-- THE EXERCISE --
Reproduce the records word for word, from their first line through the line that contains "[[181, 95]]", and omit the pictures.

-- TASK INPUT --
---*---

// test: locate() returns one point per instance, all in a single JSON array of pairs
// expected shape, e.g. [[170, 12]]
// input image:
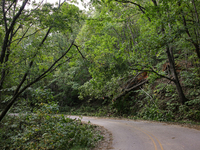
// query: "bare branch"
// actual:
[[79, 51], [4, 15]]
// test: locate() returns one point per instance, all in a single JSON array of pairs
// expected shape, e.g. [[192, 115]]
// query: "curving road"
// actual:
[[144, 135]]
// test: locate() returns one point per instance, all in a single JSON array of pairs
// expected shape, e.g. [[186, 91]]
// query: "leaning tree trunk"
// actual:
[[182, 98]]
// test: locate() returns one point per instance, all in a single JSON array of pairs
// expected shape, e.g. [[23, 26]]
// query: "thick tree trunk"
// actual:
[[182, 98]]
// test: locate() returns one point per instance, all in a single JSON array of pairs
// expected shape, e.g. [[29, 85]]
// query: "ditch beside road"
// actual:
[[145, 135]]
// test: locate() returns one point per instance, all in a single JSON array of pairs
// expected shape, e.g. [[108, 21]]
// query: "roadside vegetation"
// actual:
[[137, 59]]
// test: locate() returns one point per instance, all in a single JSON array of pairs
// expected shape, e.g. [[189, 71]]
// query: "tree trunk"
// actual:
[[182, 98]]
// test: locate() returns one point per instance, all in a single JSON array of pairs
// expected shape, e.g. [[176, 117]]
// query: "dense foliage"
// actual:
[[46, 130], [132, 58]]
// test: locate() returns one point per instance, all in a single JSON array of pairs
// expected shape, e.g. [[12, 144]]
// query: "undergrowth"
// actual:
[[45, 130]]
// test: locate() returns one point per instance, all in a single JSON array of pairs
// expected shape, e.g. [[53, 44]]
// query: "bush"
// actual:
[[43, 130]]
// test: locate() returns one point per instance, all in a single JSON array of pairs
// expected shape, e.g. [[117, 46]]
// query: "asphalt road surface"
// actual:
[[144, 135]]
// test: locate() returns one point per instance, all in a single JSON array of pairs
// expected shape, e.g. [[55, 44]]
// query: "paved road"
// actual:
[[144, 135]]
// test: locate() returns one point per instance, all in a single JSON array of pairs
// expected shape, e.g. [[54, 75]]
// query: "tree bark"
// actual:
[[181, 95]]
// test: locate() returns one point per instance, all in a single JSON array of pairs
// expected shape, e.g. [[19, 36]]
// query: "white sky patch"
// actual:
[[78, 4]]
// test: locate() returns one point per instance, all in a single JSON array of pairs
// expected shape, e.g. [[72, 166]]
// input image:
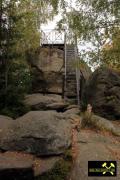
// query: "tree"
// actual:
[[19, 33]]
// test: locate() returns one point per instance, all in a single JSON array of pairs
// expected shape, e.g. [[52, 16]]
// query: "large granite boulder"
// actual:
[[102, 91], [37, 132], [47, 70], [39, 101], [22, 166]]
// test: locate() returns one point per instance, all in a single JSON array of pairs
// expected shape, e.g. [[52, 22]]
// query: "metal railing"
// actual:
[[56, 37], [52, 37]]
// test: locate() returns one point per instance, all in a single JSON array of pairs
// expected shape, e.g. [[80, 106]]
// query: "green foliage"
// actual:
[[19, 34]]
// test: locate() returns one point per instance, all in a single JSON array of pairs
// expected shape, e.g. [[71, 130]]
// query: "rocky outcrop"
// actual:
[[21, 166], [102, 91], [45, 102], [38, 132], [47, 70]]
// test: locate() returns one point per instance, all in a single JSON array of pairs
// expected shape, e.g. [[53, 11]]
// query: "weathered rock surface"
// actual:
[[37, 132], [99, 123], [102, 91], [45, 102], [21, 166], [47, 69], [16, 166]]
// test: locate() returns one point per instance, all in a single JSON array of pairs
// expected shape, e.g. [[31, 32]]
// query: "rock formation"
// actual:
[[102, 91]]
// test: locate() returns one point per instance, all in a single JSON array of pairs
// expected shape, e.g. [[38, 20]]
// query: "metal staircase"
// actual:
[[70, 78]]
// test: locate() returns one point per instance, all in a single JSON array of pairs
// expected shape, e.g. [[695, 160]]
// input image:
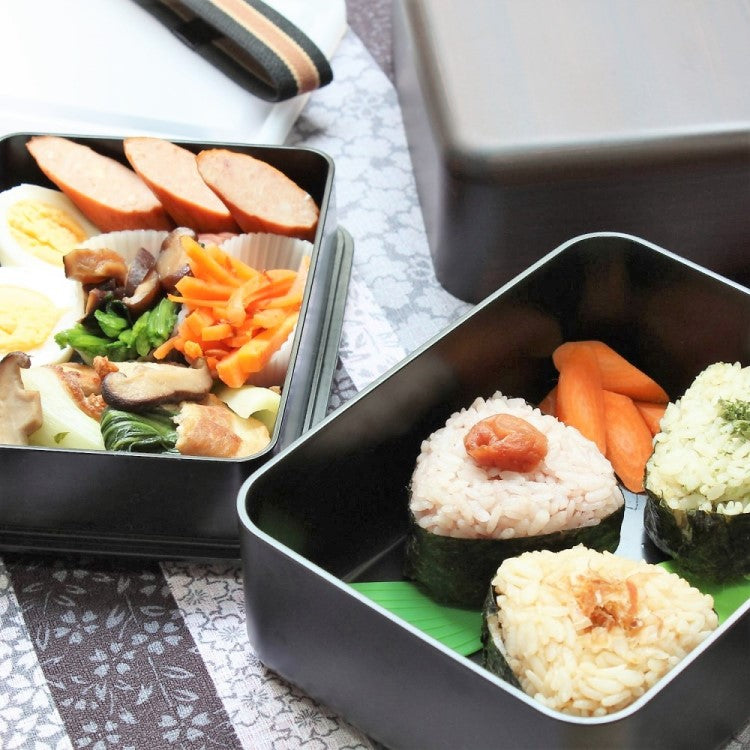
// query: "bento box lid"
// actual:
[[522, 85]]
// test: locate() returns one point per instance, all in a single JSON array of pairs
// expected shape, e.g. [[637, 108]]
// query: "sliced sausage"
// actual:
[[108, 193], [172, 174], [259, 196]]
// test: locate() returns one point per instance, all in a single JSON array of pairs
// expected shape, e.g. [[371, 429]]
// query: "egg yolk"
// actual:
[[43, 230], [27, 318]]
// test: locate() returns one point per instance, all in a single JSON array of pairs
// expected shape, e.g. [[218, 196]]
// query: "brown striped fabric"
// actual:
[[282, 58]]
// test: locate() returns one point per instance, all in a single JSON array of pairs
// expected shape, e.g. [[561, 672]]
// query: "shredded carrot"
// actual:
[[193, 350], [216, 332], [238, 316]]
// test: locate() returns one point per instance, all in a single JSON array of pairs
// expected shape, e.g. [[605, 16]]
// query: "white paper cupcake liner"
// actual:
[[128, 242], [264, 252]]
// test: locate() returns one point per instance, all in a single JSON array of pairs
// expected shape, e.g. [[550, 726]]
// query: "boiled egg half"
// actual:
[[34, 306], [38, 226]]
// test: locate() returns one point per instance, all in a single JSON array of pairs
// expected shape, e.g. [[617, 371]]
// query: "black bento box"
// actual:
[[530, 122], [176, 506], [332, 509]]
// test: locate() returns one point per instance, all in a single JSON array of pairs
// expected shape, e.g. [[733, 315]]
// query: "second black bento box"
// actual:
[[166, 505], [531, 122], [332, 510]]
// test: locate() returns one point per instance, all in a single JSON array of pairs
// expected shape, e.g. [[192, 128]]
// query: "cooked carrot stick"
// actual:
[[548, 404], [617, 374], [629, 440], [233, 321], [652, 414], [580, 397]]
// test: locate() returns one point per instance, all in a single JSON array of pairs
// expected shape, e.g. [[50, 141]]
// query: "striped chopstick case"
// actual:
[[281, 59]]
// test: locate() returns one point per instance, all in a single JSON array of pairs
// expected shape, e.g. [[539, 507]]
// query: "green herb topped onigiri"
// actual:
[[698, 477]]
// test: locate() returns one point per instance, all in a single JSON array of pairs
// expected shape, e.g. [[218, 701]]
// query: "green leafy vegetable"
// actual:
[[738, 413], [110, 332], [151, 432]]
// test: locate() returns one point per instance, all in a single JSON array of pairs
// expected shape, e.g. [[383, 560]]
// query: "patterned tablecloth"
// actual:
[[110, 654]]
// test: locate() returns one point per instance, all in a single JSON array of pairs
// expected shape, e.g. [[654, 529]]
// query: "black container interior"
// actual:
[[138, 504], [340, 498], [332, 509]]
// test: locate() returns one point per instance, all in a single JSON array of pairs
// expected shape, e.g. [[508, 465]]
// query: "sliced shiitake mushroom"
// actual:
[[20, 410], [172, 262], [144, 295], [138, 270], [134, 386], [92, 266]]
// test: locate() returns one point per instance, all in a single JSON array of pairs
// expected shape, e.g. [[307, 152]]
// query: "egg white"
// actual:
[[64, 294], [14, 254]]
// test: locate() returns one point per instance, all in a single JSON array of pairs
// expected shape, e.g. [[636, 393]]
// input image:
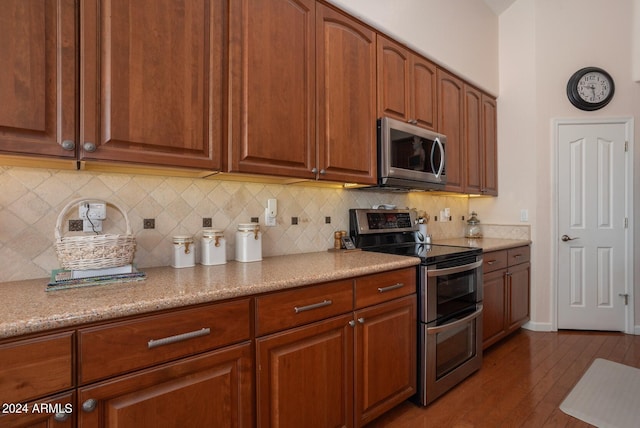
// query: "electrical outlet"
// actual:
[[92, 210], [92, 225], [75, 225]]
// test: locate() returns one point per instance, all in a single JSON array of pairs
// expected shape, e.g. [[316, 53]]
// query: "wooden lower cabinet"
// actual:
[[209, 390], [385, 355], [506, 293], [51, 412], [305, 376], [345, 370]]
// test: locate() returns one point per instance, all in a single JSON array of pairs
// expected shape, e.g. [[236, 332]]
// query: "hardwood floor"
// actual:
[[522, 382]]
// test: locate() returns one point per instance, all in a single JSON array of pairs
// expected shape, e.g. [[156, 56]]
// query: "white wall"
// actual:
[[461, 35], [542, 42]]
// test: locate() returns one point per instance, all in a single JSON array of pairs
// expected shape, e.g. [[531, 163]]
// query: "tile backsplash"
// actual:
[[32, 199]]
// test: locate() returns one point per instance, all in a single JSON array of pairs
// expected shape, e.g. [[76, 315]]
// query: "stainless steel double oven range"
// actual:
[[449, 297]]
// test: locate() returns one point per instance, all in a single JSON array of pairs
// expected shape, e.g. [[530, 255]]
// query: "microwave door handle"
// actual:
[[453, 325], [441, 148], [433, 167]]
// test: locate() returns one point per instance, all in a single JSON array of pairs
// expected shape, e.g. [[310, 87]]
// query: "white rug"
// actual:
[[607, 395]]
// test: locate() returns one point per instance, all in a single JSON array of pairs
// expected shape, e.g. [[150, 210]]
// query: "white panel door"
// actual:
[[592, 253]]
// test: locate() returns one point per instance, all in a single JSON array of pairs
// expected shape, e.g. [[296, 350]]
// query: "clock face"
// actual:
[[594, 87], [590, 88]]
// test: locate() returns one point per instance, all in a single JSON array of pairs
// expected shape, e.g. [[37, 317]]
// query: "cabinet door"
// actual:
[[490, 146], [273, 87], [494, 309], [393, 80], [450, 120], [346, 85], [386, 356], [424, 103], [38, 77], [473, 140], [210, 390], [305, 376], [519, 290], [152, 81]]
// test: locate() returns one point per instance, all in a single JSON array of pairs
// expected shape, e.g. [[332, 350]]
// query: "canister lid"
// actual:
[[473, 220], [248, 227], [212, 233]]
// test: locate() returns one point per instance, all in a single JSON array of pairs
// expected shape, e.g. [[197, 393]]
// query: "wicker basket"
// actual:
[[94, 251]]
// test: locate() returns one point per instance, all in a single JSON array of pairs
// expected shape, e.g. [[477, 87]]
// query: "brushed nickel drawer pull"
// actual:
[[391, 287], [154, 343], [313, 306]]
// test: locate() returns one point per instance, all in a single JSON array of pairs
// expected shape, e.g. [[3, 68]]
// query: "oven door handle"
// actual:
[[455, 269], [436, 330]]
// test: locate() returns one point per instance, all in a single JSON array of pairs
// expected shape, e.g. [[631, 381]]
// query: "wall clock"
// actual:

---*---

-- PROBLEM SOLUTION --
// test: locate() returns one point per instance, all in a single JSON array of pairs
// expected shape, e.g. [[170, 12]]
// input image:
// query: "bare branch"
// actual:
[[79, 51], [4, 15]]
// test: locate() returns one point per instance, all in a single JSON array of pairs
// expected shape, e.g. [[192, 115]]
// query: "curving road"
// actual:
[[144, 135]]
// test: locate() returns one point per instance, all in a single JSON array of pairs
// expected shape, e.g. [[186, 91]]
// query: "leaning tree trunk"
// actual:
[[182, 98]]
// test: locate() returns one point per instance, all in a single JSON array of pairs
// expected shape, e.g. [[23, 26]]
// query: "thick tree trunk"
// actual:
[[182, 98]]
// test: locate() returns one point per instance, all in a single JSON array of pairs
// expected shape, e.g. [[29, 85]]
// query: "ditch beside road"
// actual:
[[145, 135]]
// test: locate() returns one point per instance, all in a single JSON array of pairs
// expected shape, e.g. [[108, 21]]
// query: "roadside vegetation"
// actual:
[[137, 59]]
// test: locate() returns one point per instance, all in a single JSON array of pairs
// expected shape, e.g. [[189, 71]]
// query: "tree trunk"
// actual:
[[182, 98]]
// test: locate() returns one point per instance, all in a single JSON array of pairs
// expected shape, e.g. [[176, 117]]
// query: "dense foliage"
// actual:
[[46, 130], [132, 58]]
// test: locate() returns one point per instance, all in a single JSON array of pairs
// expected shape, e.g. [[12, 144]]
// query: "undergrowth"
// actual:
[[45, 130]]
// test: locate() returns one point per instance, all in a single JSON array of pairs
// expected shape, e.g. [[53, 44]]
// query: "bush"
// actual:
[[43, 130]]
// test: locate() returns one point per instance, all in a single JSON array of pairs
// expected shape, e.g. [[117, 46]]
// query: "asphalt road surface"
// actual:
[[144, 135]]
// test: locate() returns one point per instance, all in a single JSON array of pairs
// expected shape, e.g. [[55, 44]]
// query: "paved road"
// actual:
[[144, 135]]
// test: locate() returns one point per instance, all in a single JSON array of pairs
// expected shape, e.g. [[54, 75]]
// query: "tree bark"
// actual:
[[181, 95]]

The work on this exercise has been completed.